::: INFORMATION SUPPLIED

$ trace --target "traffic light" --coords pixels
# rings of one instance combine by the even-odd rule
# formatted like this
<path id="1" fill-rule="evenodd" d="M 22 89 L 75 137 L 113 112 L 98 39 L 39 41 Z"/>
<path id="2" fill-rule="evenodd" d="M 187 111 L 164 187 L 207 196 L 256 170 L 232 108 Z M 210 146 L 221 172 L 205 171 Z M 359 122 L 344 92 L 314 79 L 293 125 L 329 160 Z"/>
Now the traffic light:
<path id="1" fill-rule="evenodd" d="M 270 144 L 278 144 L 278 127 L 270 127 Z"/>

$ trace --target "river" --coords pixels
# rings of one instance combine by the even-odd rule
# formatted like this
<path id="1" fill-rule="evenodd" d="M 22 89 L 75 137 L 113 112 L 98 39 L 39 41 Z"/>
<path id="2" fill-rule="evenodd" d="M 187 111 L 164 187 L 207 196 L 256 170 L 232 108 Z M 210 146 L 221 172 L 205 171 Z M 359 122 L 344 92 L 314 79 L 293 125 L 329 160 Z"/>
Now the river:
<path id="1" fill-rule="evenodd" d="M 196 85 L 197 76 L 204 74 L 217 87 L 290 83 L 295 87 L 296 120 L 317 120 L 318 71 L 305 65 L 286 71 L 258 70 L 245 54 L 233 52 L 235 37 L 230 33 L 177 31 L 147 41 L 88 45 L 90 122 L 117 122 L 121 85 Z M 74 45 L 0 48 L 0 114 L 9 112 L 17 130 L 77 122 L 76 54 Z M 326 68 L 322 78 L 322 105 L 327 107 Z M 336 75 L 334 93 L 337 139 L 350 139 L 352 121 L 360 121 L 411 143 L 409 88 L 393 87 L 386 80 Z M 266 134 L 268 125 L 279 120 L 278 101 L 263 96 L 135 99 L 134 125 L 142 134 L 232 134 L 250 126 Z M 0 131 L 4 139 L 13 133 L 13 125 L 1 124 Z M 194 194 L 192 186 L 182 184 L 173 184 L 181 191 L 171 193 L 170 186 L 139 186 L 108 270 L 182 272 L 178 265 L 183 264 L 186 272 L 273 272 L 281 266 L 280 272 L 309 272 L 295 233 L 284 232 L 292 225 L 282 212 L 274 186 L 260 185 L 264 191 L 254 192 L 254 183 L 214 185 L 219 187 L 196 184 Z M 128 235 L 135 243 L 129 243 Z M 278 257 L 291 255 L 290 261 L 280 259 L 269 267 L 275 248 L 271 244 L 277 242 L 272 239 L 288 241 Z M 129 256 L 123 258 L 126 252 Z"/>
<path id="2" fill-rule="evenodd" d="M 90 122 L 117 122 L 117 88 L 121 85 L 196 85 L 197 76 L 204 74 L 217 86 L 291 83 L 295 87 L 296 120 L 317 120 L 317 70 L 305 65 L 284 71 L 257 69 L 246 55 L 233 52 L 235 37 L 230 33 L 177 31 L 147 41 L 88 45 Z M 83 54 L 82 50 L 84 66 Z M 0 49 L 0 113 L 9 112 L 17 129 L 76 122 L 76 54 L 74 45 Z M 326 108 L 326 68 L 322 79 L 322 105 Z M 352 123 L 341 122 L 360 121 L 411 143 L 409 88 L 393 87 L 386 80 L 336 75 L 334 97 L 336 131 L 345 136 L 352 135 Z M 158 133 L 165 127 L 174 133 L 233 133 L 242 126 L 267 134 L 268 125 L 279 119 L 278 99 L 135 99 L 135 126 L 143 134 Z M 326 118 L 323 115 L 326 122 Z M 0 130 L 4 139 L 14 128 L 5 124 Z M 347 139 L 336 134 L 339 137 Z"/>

::::::

◆ WORK TO DO ◆
Render all of the material above as a JSON array of strings, one string per line, with blank lines left out.

◆ WRITTEN RESPONSE ◆
[
  "$ trace --target \"traffic light\" --coords pixels",
  "# rings of one instance combine by the even-odd rule",
  "# formatted like this",
  "<path id=\"1\" fill-rule=\"evenodd\" d=\"M 22 89 L 75 137 L 113 112 L 98 39 L 39 41 Z\"/>",
  "<path id=\"2\" fill-rule=\"evenodd\" d=\"M 187 111 L 164 187 L 207 196 L 256 170 L 232 108 Z M 210 146 L 221 172 L 205 171 Z M 359 122 L 344 92 L 314 79 L 293 125 L 329 160 Z\"/>",
  "Now the traffic light:",
  "<path id=\"1\" fill-rule=\"evenodd\" d=\"M 270 144 L 278 144 L 278 127 L 270 127 Z\"/>",
  "$ trace --target \"river\" --coords pixels",
  "# rings of one instance combine by the even-odd rule",
  "# formatted like this",
  "<path id=\"1\" fill-rule=\"evenodd\" d=\"M 22 89 L 75 137 L 113 112 L 98 39 L 39 41 Z\"/>",
  "<path id=\"2\" fill-rule=\"evenodd\" d=\"M 187 111 L 164 187 L 207 196 L 256 170 L 232 108 Z M 210 146 L 221 172 L 205 171 Z M 359 122 L 344 92 L 314 79 L 293 125 L 329 160 Z\"/>",
  "Now the river:",
  "<path id=\"1\" fill-rule=\"evenodd\" d=\"M 196 85 L 197 76 L 204 74 L 217 87 L 290 83 L 295 87 L 296 120 L 317 120 L 318 71 L 305 65 L 286 71 L 258 70 L 245 54 L 233 52 L 235 37 L 230 33 L 177 31 L 147 41 L 88 45 L 90 122 L 117 122 L 121 85 Z M 74 45 L 0 48 L 0 114 L 9 112 L 17 130 L 77 122 L 76 54 Z M 326 68 L 322 78 L 322 105 L 327 107 Z M 336 75 L 334 93 L 337 139 L 350 139 L 352 121 L 360 121 L 411 143 L 409 88 L 393 87 L 386 80 Z M 266 134 L 268 125 L 279 120 L 278 101 L 263 96 L 135 99 L 134 125 L 142 134 L 232 134 L 250 126 Z M 0 131 L 4 139 L 13 133 L 13 125 L 1 124 Z M 194 194 L 192 186 L 182 184 L 173 184 L 181 191 L 171 193 L 170 186 L 139 186 L 108 270 L 182 272 L 178 265 L 183 264 L 186 272 L 273 272 L 281 266 L 280 272 L 309 272 L 295 233 L 284 232 L 292 225 L 282 212 L 274 186 L 260 185 L 264 191 L 254 192 L 254 183 L 214 185 L 219 187 L 196 184 Z M 128 235 L 135 243 L 129 243 Z M 278 257 L 291 255 L 290 261 L 280 259 L 269 267 L 275 248 L 271 244 L 277 242 L 272 239 L 288 241 Z M 129 256 L 123 258 L 126 252 Z\"/>",
  "<path id=\"2\" fill-rule=\"evenodd\" d=\"M 90 122 L 117 122 L 117 88 L 121 85 L 196 85 L 197 76 L 204 74 L 217 86 L 291 83 L 295 87 L 296 120 L 317 120 L 317 70 L 305 65 L 284 71 L 257 69 L 246 55 L 233 52 L 235 37 L 230 33 L 177 31 L 147 41 L 88 45 Z M 83 54 L 82 50 L 84 66 Z M 0 49 L 0 113 L 9 112 L 17 129 L 76 122 L 76 54 L 74 45 Z M 326 108 L 326 68 L 322 79 L 322 105 Z M 352 123 L 341 122 L 360 121 L 411 143 L 409 88 L 393 87 L 386 80 L 336 75 L 334 97 L 336 131 L 345 136 L 352 135 Z M 158 133 L 165 127 L 174 133 L 233 133 L 242 126 L 267 134 L 268 125 L 279 119 L 278 99 L 135 99 L 135 126 L 143 134 Z M 326 118 L 323 115 L 326 122 Z M 0 130 L 4 139 L 14 128 L 5 124 Z M 347 139 L 336 134 L 339 137 Z\"/>"
]